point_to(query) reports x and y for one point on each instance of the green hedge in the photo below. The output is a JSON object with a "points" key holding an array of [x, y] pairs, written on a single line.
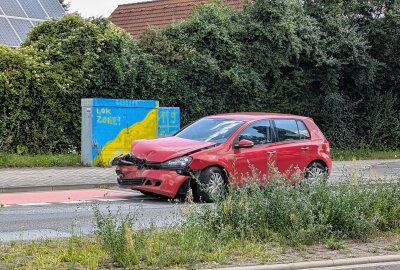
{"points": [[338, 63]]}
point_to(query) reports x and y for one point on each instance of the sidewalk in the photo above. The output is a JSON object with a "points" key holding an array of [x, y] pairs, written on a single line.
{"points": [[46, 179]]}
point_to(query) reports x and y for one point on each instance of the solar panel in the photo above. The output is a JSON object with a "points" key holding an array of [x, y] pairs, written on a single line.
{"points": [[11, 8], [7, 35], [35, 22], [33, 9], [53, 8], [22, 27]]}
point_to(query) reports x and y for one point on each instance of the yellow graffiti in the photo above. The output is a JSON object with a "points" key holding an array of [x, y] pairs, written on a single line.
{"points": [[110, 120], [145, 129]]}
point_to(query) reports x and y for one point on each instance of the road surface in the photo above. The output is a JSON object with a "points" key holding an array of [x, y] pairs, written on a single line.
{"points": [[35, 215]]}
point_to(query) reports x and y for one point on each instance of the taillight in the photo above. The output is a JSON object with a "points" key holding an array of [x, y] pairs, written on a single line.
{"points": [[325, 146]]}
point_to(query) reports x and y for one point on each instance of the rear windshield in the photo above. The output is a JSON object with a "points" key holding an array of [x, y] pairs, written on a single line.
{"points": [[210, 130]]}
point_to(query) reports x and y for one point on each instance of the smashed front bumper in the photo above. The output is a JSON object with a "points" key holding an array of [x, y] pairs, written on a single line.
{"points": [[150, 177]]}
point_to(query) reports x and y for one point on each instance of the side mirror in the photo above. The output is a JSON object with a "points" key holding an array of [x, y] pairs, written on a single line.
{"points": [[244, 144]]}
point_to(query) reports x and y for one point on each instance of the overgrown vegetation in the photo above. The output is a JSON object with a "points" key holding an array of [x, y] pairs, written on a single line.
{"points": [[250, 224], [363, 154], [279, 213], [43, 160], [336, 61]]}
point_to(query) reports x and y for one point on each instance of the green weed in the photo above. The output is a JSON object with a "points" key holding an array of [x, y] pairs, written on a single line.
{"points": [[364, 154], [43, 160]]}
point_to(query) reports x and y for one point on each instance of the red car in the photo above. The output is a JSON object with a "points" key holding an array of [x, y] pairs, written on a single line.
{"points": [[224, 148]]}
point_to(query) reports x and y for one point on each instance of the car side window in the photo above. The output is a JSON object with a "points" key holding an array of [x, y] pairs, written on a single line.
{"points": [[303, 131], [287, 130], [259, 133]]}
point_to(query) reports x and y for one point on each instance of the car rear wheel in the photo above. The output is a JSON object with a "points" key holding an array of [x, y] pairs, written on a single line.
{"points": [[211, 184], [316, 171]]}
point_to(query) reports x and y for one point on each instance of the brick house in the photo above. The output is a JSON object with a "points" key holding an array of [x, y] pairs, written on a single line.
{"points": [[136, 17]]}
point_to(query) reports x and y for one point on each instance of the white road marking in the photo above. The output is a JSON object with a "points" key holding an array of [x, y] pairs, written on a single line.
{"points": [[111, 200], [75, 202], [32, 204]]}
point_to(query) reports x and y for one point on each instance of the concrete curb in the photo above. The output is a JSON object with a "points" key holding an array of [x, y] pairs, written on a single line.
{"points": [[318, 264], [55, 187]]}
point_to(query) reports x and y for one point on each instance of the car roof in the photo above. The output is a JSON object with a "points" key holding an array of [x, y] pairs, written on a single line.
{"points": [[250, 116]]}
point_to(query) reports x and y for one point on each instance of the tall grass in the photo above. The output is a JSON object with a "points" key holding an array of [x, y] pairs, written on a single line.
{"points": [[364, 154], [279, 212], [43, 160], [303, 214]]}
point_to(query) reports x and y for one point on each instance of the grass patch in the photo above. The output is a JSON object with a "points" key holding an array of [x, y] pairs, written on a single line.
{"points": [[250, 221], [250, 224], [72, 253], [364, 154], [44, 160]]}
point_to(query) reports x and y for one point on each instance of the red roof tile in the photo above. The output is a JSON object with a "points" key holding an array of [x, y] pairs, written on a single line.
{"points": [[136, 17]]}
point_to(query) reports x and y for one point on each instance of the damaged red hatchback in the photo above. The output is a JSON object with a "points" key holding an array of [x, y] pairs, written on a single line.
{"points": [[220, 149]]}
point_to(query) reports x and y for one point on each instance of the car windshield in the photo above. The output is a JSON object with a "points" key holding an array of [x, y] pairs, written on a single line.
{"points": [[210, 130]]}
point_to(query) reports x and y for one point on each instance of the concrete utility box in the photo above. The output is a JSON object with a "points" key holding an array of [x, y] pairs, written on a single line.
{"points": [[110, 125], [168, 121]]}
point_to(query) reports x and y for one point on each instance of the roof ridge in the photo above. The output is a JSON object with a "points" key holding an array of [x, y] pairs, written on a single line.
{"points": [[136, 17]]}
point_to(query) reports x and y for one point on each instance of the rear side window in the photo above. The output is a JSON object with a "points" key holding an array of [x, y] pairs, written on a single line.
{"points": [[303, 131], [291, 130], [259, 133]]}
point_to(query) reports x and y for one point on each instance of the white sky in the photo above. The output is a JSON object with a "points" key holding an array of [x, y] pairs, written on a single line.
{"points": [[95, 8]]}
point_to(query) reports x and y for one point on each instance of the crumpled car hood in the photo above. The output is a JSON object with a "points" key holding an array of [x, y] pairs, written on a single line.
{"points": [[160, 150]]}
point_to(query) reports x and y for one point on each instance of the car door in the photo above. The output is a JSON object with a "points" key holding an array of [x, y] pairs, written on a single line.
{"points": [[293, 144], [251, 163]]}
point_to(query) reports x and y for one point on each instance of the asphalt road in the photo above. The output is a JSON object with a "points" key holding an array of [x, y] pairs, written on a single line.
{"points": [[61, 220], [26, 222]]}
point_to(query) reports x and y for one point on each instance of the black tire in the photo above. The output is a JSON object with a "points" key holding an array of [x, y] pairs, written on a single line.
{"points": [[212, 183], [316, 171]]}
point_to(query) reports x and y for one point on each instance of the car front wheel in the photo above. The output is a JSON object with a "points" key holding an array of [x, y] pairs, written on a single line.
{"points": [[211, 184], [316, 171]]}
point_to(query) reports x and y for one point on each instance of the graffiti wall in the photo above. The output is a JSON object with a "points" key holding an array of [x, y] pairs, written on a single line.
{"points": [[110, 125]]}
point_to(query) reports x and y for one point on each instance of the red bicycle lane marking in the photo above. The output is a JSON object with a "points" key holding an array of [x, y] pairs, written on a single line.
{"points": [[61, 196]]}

.....

**WHAT THE EXERCISE ASKS**
Quote only the lines from the line containing "of the graffiti" through the end of the listing, please, keeping both the first and the last line.

**RESULT**
point_to(query) reports x and y for one point on each instance of the graffiti wall in the photo above. The output is a JSON object with a "points" key holding an array of [x, y] pairs, written on a single line.
{"points": [[110, 125]]}
point_to(query) reports x and y for one point on each instance of the red bicycle lane marking in the photo above. The output is a JSON object with a "points" key holding an array of [x, y] pairs, written on a single line.
{"points": [[61, 196]]}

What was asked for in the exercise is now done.